*EXCERPT TO READ:*
+-------+

362 P.3d 720
Or. Ct. App.2015Background
- Around 2:30 a.m. police responded to a report of a man shining a flashlight into cars; a silver Chevrolet Cavalier was stopped one block away for failing to stop fully at the line.
- Defendant was front-seat passenger; his son Levi was driving. Defendant told officers he was the man reported in the parking lot. Levi’s license was suspended and he was arrested for driving while suspended.
- Sergeant Weaver (experienced narcotics officer) arrived, checked defendant’s ID, saw a small butane torch and a small black bag in the car, and obtained consent to search both the bag and the vehicle; nothing related to car prowl was found.
- After the vehicle search concluded, Weaver continued questioning defendant, observed injection marks on defendant, asked to search defendant’s person, and obtained consent; defendant also emptied his pockets and, after a pat-search, Weaver recovered a bag of methamphetamine.
- Trial court denied defendant’s motion to suppress concluding (1) the search occurred during an “unavoidable lull” in processing Levi’s arrest or (2) officers had reasonable suspicion of drug possession; defendant pleaded guilty conditionally and appealed.
- The Court of Appeals held defendant remained seized throughout the encounter, Weaver lacked objective reasonable suspicion to expand the investigation to drug possession, and the state failed to show defendant’s consent was not the product of the unlawful extension — suppression required; reversed and remanded.

+-------+

*EXTRACTED MATERIAL:*
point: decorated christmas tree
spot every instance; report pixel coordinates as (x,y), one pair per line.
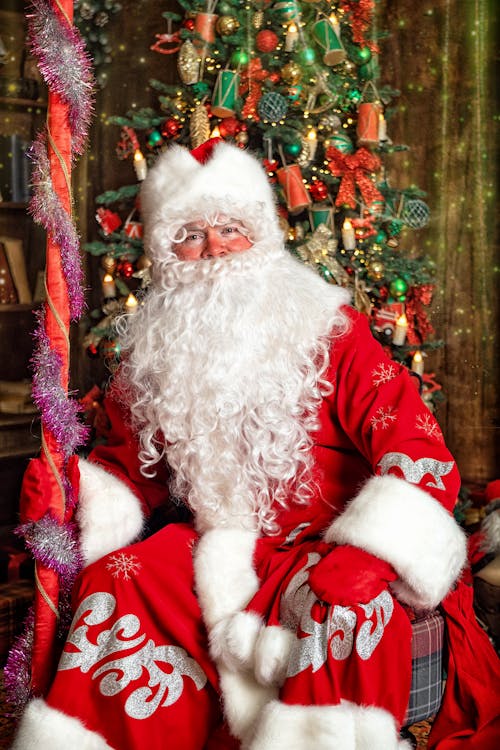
(299,84)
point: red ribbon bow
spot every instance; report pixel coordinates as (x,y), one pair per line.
(353,169)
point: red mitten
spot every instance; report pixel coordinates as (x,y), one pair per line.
(349,575)
(40,486)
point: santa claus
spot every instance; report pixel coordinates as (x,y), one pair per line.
(318,491)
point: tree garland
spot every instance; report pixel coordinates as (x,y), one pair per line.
(48,528)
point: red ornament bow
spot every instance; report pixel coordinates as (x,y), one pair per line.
(251,78)
(353,169)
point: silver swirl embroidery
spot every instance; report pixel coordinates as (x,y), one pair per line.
(368,636)
(336,633)
(162,689)
(414,471)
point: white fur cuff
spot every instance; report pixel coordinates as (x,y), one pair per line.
(224,573)
(344,727)
(108,513)
(407,527)
(45,728)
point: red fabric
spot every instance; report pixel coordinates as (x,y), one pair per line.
(156,600)
(470,713)
(349,575)
(204,152)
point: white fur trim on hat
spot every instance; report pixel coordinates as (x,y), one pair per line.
(108,512)
(344,727)
(45,728)
(231,181)
(407,527)
(224,573)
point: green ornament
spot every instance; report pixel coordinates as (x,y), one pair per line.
(154,138)
(398,287)
(272,107)
(293,149)
(307,56)
(200,89)
(342,142)
(370,71)
(286,9)
(395,227)
(354,96)
(360,55)
(325,273)
(239,57)
(294,92)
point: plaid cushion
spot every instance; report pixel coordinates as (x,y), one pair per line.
(427,668)
(15,599)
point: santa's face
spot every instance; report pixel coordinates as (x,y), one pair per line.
(201,240)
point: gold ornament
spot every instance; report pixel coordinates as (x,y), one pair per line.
(108,263)
(320,250)
(258,19)
(362,301)
(241,138)
(376,270)
(188,64)
(227,25)
(304,158)
(291,73)
(199,126)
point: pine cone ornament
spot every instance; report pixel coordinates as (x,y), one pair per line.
(199,126)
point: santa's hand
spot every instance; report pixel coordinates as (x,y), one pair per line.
(348,575)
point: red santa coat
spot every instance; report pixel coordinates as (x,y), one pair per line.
(136,664)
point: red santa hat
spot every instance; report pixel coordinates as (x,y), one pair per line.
(217,177)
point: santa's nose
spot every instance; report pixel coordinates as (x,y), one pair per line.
(214,244)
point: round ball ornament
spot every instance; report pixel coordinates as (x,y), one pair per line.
(239,58)
(227,25)
(266,40)
(376,270)
(293,148)
(108,263)
(125,269)
(229,126)
(171,128)
(360,55)
(342,142)
(318,190)
(241,138)
(354,96)
(398,287)
(307,56)
(154,139)
(272,107)
(416,213)
(287,10)
(330,122)
(291,73)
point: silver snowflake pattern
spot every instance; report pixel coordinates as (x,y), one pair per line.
(383,418)
(383,373)
(426,423)
(123,566)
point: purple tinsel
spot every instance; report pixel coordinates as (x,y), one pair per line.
(66,66)
(17,671)
(47,210)
(55,545)
(59,413)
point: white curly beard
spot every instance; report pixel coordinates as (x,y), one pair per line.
(225,359)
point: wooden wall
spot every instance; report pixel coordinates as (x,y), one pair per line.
(443,57)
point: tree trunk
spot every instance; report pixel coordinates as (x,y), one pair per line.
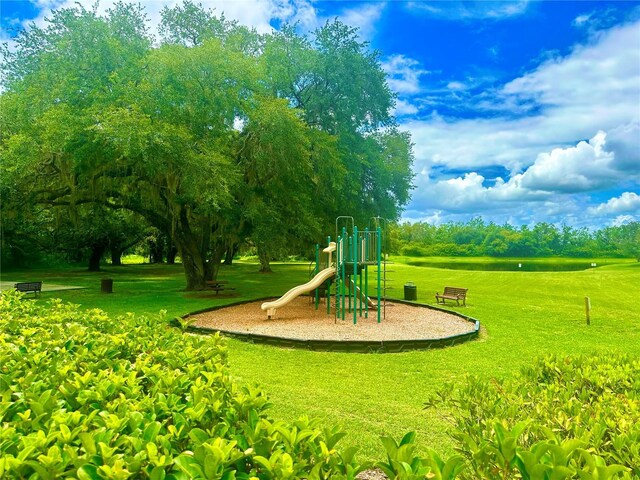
(263,256)
(156,250)
(215,260)
(97,251)
(193,264)
(230,253)
(192,251)
(172,251)
(116,256)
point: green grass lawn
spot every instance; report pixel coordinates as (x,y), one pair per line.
(523,315)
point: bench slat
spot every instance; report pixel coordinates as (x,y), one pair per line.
(453,293)
(29,287)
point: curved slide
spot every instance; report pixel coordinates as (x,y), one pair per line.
(312,284)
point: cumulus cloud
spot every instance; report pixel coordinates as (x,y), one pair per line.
(594,88)
(403,74)
(550,184)
(404,108)
(585,167)
(627,203)
(470,10)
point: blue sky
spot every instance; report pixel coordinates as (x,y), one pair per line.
(520,112)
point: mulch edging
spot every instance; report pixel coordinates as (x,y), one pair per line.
(351,346)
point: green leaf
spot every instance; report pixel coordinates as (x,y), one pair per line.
(88,472)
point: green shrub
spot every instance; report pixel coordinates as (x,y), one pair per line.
(86,396)
(562,418)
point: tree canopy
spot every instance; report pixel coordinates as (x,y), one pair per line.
(215,134)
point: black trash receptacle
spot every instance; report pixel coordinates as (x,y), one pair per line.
(106,285)
(410,291)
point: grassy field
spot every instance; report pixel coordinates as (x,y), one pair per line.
(523,314)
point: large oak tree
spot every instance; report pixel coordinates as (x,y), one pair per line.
(214,135)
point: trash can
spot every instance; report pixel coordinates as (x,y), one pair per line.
(106,285)
(410,291)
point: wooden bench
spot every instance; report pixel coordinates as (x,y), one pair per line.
(218,286)
(452,293)
(29,287)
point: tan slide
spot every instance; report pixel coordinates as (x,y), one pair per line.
(312,284)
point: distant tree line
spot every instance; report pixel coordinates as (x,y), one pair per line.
(212,134)
(477,238)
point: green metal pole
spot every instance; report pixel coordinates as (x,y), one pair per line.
(317,270)
(378,257)
(338,270)
(366,275)
(342,273)
(355,273)
(328,281)
(350,247)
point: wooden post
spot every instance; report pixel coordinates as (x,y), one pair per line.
(587,308)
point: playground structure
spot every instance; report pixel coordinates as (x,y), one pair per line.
(347,273)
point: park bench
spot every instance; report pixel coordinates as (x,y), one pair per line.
(218,286)
(29,287)
(452,293)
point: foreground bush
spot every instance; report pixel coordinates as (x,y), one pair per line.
(86,396)
(562,418)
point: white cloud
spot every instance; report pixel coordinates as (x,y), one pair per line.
(596,87)
(471,10)
(581,20)
(364,17)
(403,74)
(456,85)
(550,184)
(622,219)
(585,167)
(404,108)
(627,203)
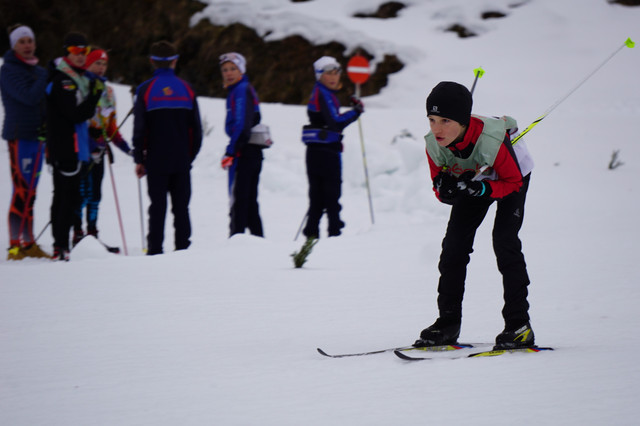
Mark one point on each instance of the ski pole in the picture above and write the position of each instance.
(115, 196)
(478, 73)
(144, 246)
(42, 232)
(364, 160)
(628, 43)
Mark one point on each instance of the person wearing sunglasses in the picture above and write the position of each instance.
(72, 97)
(22, 84)
(323, 138)
(103, 129)
(242, 159)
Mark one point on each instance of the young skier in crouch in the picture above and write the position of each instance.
(459, 146)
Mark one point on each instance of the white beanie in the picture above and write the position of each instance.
(326, 63)
(236, 59)
(18, 33)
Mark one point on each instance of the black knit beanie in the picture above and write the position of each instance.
(450, 100)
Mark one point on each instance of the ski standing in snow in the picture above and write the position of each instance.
(473, 164)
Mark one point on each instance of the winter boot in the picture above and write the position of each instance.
(445, 331)
(34, 250)
(515, 337)
(92, 230)
(78, 235)
(15, 253)
(60, 254)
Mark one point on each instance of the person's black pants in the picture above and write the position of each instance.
(178, 187)
(467, 214)
(66, 200)
(324, 172)
(245, 210)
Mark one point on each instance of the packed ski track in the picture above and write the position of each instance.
(226, 332)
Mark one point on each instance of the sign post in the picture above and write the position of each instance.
(358, 71)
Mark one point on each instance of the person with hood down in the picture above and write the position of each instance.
(242, 159)
(167, 136)
(22, 84)
(72, 96)
(474, 165)
(323, 138)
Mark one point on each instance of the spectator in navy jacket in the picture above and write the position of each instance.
(22, 83)
(167, 135)
(242, 158)
(323, 137)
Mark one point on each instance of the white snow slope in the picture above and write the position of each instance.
(226, 332)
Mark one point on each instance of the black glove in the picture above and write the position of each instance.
(471, 187)
(446, 185)
(95, 133)
(357, 104)
(96, 87)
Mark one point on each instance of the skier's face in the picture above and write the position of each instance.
(331, 79)
(99, 67)
(445, 130)
(78, 59)
(26, 47)
(230, 74)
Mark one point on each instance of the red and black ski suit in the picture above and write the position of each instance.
(508, 188)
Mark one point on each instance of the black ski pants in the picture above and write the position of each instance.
(66, 200)
(466, 216)
(245, 210)
(324, 172)
(178, 187)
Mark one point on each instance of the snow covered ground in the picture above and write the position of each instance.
(225, 333)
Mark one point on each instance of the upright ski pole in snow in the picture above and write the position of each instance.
(628, 43)
(478, 73)
(115, 196)
(144, 246)
(358, 71)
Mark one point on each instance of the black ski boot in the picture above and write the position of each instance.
(445, 331)
(515, 337)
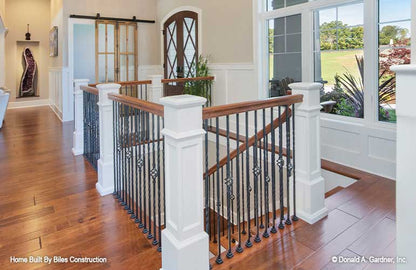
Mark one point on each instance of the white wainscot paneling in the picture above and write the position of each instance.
(146, 70)
(354, 143)
(233, 83)
(60, 93)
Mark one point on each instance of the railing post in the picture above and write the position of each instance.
(310, 185)
(156, 88)
(78, 136)
(184, 241)
(105, 183)
(405, 163)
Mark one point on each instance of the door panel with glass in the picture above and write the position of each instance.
(285, 53)
(116, 51)
(180, 49)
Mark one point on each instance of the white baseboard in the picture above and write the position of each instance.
(57, 112)
(29, 103)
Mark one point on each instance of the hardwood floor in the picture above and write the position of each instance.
(49, 206)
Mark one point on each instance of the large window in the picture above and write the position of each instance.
(285, 53)
(339, 58)
(276, 4)
(394, 49)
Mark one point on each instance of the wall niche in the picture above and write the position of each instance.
(27, 86)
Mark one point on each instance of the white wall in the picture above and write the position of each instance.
(19, 14)
(84, 51)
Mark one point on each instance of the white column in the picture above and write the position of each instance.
(310, 185)
(405, 164)
(413, 31)
(78, 136)
(156, 88)
(105, 183)
(185, 243)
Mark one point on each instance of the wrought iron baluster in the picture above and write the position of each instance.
(149, 181)
(158, 186)
(154, 174)
(256, 173)
(294, 218)
(281, 164)
(217, 136)
(273, 169)
(248, 186)
(239, 249)
(288, 166)
(266, 176)
(229, 183)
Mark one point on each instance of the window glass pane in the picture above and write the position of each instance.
(394, 49)
(285, 57)
(110, 37)
(101, 68)
(339, 59)
(326, 15)
(123, 66)
(130, 43)
(131, 68)
(276, 4)
(348, 15)
(394, 10)
(294, 43)
(394, 34)
(123, 37)
(110, 68)
(293, 24)
(101, 37)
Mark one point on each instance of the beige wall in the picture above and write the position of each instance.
(56, 19)
(142, 9)
(19, 14)
(227, 27)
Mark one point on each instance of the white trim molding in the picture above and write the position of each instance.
(170, 14)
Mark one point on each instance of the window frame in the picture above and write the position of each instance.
(371, 119)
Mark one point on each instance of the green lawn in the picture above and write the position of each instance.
(338, 62)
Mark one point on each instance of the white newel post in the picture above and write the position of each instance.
(405, 164)
(156, 88)
(310, 185)
(78, 136)
(105, 183)
(185, 243)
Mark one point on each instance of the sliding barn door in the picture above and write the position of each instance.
(180, 49)
(116, 51)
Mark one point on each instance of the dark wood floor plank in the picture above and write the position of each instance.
(49, 206)
(316, 235)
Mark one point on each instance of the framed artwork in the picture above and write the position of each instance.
(53, 42)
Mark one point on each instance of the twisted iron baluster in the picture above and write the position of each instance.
(248, 243)
(239, 249)
(273, 153)
(217, 141)
(266, 176)
(289, 165)
(280, 163)
(229, 183)
(294, 218)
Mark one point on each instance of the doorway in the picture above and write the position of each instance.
(180, 33)
(116, 51)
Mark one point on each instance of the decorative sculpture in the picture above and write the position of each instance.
(28, 83)
(28, 33)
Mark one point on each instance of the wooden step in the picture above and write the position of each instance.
(333, 191)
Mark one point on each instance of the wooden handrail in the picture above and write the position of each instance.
(125, 83)
(89, 89)
(223, 110)
(179, 80)
(242, 148)
(136, 103)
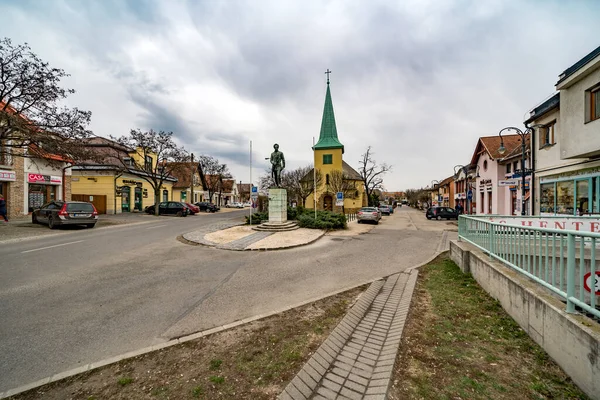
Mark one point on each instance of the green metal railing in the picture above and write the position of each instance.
(559, 260)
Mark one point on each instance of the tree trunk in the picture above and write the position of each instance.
(156, 200)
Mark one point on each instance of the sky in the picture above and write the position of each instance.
(417, 80)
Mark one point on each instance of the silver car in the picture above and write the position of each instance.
(371, 214)
(57, 213)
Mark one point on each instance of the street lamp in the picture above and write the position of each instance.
(437, 197)
(523, 171)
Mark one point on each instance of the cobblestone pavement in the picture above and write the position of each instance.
(357, 359)
(244, 242)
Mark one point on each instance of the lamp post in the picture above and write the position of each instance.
(437, 197)
(523, 170)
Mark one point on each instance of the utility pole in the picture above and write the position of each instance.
(192, 182)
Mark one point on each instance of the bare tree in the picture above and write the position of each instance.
(154, 157)
(212, 173)
(32, 122)
(372, 173)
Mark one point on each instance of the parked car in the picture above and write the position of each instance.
(169, 208)
(441, 212)
(385, 210)
(371, 214)
(193, 210)
(207, 207)
(57, 213)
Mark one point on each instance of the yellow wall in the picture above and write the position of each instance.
(350, 205)
(103, 183)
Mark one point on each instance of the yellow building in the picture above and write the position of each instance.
(333, 175)
(113, 191)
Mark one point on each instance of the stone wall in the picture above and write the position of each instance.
(572, 340)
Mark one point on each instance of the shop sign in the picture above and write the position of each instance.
(8, 176)
(559, 223)
(44, 179)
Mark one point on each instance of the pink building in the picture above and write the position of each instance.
(492, 167)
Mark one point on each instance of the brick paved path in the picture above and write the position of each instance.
(356, 361)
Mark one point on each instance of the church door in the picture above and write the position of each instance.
(328, 203)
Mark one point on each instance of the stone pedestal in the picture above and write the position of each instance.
(277, 206)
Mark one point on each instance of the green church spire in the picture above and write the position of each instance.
(328, 137)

+-------+

*WRITTEN EXERCISE 1:*
Going by the case summary above the records, which three things did defendant consent to having searched?
*WRITTEN EXERCISE 2:*
Pick up the Oregon case summary at the point after its final line and carry it forward.

*TASK OUTPUT 1:*
- The small black bag
- The vehicle
- Defendant's person

*TASK OUTPUT 2:*
Issues
| Issue | Plaintiff's Argument (State) | Defendant's Argument (Rutherford) | Held |
|---|---|---|---|
| Whether defendant was seized throughout the encounter or became free to leave after the vehicle search | After vehicle search ended, officers engaged in mere conversation; any subsequent consent was voluntary | Defendant remained under a continuous show of authority and thus seized until told he was free to leave | Defendant was seized throughout the encounter (officers’ persistent show of authority made a reasonable person feel not free to leave) |
| Whether officers lawfully expanded the stop to investigate drug possession after car-prowl investigation ended | Weaver had reasonable suspicion (torch + son’s injection marks + officer experience) to suspect drugs | Torch and association with a drug-using son, without other indicia (intoxication, recent use, indexing, distribution ties), do not give reasonable suspicion | No reasonable suspicion to justify extending the seizure to investigate drug possession; extension was unlawful |
| Whether defendant’s consent to search was sufficiently attenuated from the prior illegality | Consent was voluntary and cures taint | Consent resulted from and was tainted by the unlawful extension; state must prove lack of exploitation | State failed to prove consent was not product of exploitation; suppression required |
| Remedy for unlawful extension and tainted consent | Evidence admitted by trial court was properly obtained | Evidence should be suppressed and conviction reversed | Trial court erred; conviction reversed and remanded for suppression-related proceedings |
Key Cases Cited
- State v. Ashbaugh, 349 Or. 297 (discusses when police conduct constitutes a seizure)
- State v. Rodgers/Kirkeby, 347 Or. 610 (stop authority ends when investigation reasonably related to the stop completes)
- State v. Knapp, 253 Or. App. 151 (passenger’s seizure analyzed separately from driver’s stop)
- State v. Gomes, 236 Or. App. 364 (presence of butane torch alone does not supply reasonable suspicion)
- State v. Kentopp, 251 Or. App. 527 (reasonable suspicion requires specific, articulable facts beyond association)
- State v. Holdorf, 355 Or. 812 (contrasting facts that supported reasonable suspicion: association with known distributor, signs of intoxication, prior link to deals)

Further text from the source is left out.